(Dataset rows)
= = = = =

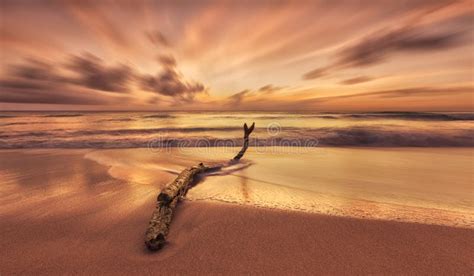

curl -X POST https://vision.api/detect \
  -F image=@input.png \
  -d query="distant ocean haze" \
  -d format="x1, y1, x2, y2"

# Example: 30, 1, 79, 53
0, 112, 474, 149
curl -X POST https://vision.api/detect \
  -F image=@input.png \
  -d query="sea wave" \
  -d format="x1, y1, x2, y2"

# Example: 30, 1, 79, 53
0, 126, 474, 148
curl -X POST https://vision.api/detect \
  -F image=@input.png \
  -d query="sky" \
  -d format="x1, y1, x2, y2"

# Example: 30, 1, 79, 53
0, 0, 474, 112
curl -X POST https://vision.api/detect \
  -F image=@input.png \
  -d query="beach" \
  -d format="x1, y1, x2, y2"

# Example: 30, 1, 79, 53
0, 148, 474, 275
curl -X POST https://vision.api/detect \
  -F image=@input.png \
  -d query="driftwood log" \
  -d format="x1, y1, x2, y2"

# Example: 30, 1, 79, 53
145, 123, 255, 251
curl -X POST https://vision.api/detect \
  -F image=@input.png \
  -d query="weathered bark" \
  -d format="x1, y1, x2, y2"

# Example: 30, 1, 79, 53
145, 123, 255, 251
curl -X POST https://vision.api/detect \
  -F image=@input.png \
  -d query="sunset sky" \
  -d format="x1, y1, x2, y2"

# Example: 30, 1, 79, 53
0, 0, 474, 111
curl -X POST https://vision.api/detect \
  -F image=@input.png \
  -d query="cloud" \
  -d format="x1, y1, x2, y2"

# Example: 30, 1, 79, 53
0, 54, 133, 105
158, 55, 177, 68
305, 86, 473, 103
67, 54, 134, 92
226, 84, 282, 107
227, 89, 252, 106
258, 84, 282, 94
340, 76, 373, 85
145, 31, 170, 47
302, 17, 467, 80
139, 55, 207, 102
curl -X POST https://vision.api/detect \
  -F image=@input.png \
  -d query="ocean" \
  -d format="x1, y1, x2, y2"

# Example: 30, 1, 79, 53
0, 112, 474, 149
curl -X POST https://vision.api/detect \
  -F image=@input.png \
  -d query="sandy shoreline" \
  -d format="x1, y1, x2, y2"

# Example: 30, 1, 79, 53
0, 150, 474, 275
1, 199, 474, 275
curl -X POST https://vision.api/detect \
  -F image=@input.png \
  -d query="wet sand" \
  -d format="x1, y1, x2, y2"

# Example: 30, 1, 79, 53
0, 150, 474, 275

= = = = =

(Short problem)
Pick out and copy each line of the items above that contains the word "ocean". Matching is case-sensitive.

(Correct response)
  -d query="distant ocean haze" \
  -d query="ocean" \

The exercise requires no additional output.